**Text passage**
‘Voters beware politicians!’ says NHS boss

Health and Education Westminster

Voters have been warned to “beware” of politicians using the NHS as “a political weapon” by a top health service boss.

Chief executive of NHS Providers, Chris Hopson writes in his blog: “Frontline NHS leaders are worried that it is already starting to happen in this campaign.”

NHS Providers has an £84bn annual budget and employs more than one million staff as the membership organisation for the NHS hospital, mental health, community and ambulance services.

“Already we are starting to see a bidding war between the main parties as to who is the best friend of the NHS,” writes Hopson. “As the health battle develops this may be expressed in competing commitments to increased NHS budgets.

NHS – ‘a serial victim of politicians’

“But voters beware! The NHS has, in the past, been a serial victim of politicians slicing and dicing funding numbers and making empty promises that were never actually delivered.”

Hopson called on political parties to avoid “cheap political slogans” and challenged politicians to instead “be clear and straight about the numbers – for example, don’t double count what’s already been announced and don’t confuse five and one year commitments to boost a headline number.”

The Conservatives have announced £2.7bn funding for six new hospitals and £100m “to start developing future projects” for 34 hospitals. Labour has vowed to save the NHS from further privatisation and from President Trump, with Jeremy Corbyn promising an end to austerity through a “proper funding settlement”.

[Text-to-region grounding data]
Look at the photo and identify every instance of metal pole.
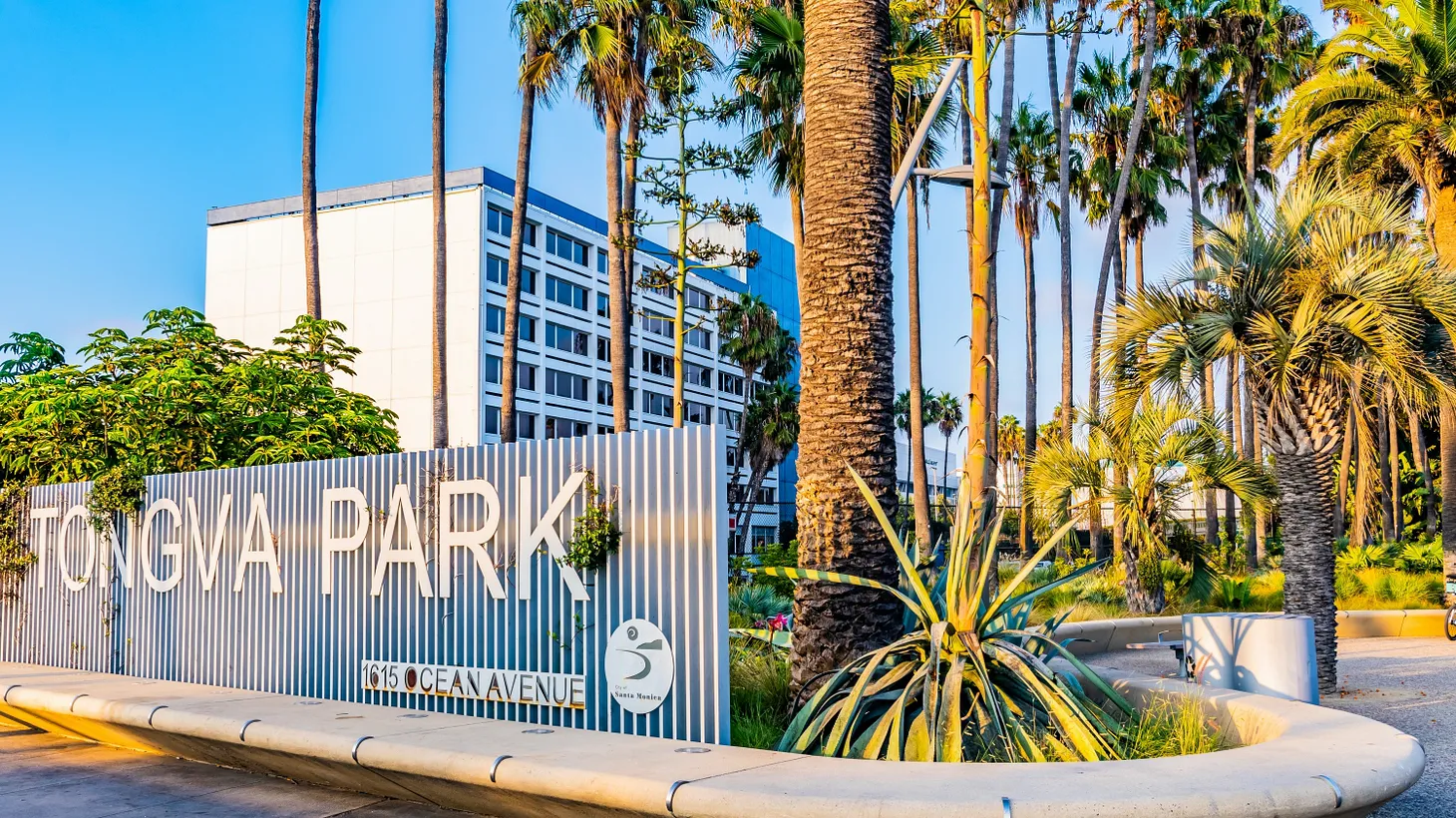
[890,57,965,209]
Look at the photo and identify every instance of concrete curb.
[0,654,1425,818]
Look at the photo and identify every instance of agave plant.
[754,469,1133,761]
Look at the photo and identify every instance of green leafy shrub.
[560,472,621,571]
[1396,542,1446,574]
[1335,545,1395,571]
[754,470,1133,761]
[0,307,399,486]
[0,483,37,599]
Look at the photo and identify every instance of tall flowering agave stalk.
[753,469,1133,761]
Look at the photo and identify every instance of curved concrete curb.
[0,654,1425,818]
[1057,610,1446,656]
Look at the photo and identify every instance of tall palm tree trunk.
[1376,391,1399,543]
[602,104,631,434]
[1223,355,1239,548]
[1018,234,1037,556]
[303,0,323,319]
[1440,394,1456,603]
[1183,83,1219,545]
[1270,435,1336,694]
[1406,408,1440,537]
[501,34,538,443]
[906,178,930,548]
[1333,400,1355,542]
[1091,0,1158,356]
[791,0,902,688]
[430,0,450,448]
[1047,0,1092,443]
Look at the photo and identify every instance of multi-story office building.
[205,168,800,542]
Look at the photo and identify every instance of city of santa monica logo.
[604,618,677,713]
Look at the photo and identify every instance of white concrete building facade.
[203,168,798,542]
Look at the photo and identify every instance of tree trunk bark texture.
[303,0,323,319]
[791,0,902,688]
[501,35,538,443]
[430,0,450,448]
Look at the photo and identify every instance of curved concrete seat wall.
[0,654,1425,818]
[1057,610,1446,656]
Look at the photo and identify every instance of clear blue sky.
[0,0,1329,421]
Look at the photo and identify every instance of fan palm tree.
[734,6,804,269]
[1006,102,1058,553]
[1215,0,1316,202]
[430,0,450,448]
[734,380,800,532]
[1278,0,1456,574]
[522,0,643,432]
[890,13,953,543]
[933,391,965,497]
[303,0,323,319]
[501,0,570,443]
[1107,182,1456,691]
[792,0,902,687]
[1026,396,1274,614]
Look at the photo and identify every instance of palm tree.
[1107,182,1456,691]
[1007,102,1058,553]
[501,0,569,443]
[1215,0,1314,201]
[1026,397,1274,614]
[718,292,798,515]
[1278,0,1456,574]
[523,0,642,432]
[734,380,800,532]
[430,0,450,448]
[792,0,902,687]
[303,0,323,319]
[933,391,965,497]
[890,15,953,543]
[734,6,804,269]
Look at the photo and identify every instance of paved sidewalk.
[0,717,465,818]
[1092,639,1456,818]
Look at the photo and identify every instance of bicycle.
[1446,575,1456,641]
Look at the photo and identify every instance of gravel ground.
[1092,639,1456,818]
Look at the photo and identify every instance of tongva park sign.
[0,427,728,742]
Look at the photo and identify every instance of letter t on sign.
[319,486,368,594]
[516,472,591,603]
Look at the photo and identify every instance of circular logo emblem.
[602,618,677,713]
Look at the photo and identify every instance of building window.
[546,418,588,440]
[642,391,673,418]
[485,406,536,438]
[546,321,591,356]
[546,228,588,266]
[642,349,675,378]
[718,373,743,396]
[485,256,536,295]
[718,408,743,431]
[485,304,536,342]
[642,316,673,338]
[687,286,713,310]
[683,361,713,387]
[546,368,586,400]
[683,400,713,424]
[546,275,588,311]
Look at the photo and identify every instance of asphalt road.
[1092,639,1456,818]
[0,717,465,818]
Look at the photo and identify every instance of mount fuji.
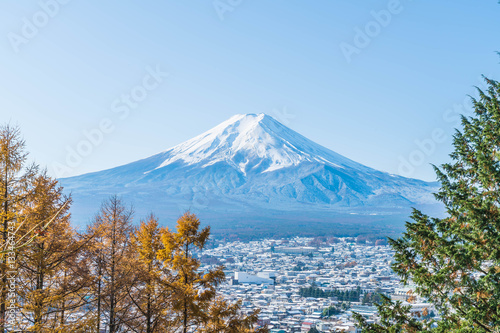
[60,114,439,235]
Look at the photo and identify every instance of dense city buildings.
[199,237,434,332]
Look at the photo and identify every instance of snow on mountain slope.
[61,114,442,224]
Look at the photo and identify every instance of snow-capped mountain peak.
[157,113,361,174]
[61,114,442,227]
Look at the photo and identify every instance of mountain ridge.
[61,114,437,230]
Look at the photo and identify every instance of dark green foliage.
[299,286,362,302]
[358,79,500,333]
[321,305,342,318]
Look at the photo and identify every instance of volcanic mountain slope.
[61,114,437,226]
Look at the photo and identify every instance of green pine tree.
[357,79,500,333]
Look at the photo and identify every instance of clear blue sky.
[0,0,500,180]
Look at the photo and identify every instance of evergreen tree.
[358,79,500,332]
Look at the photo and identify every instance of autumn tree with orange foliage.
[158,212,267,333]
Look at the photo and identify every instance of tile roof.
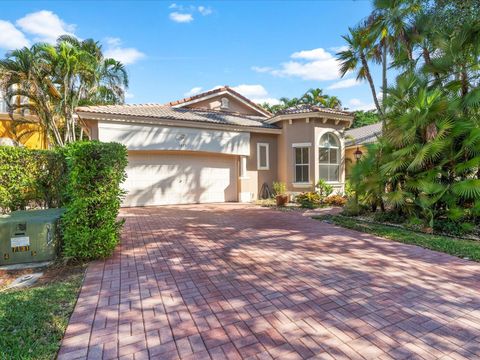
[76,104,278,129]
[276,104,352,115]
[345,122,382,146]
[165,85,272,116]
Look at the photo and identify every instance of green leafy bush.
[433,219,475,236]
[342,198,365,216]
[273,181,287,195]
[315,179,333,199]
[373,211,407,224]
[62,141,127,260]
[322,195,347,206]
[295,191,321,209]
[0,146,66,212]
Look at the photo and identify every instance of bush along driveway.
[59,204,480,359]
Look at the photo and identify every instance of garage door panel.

**Tasks to complete**
(1) Reproduce the part of the NHS article between "Health and Education" and "increased NHS budgets.", inclusive.
(2) According to the NHS article, how much funding have the Conservatives announced for six new hospitals?
The items are separate material from the NHS article.

**Responses by item number**
(1)
Health and Education Westminster

Voters have been warned to “beware” of politicians using the NHS as “a political weapon” by a top health service boss.

Chief executive of NHS Providers, Chris Hopson writes in his blog: “Frontline NHS leaders are worried that it is already starting to happen in this campaign.”

NHS Providers has an £84bn annual budget and employs more than one million staff as the membership organisation for the NHS hospital, mental health, community and ambulance services.

“Already we are starting to see a bidding war between the main parties as to who is the best friend of the NHS,” writes Hopson. “As the health battle develops this may be expressed in competing commitments to increased NHS budgets.

(2) £2.7bn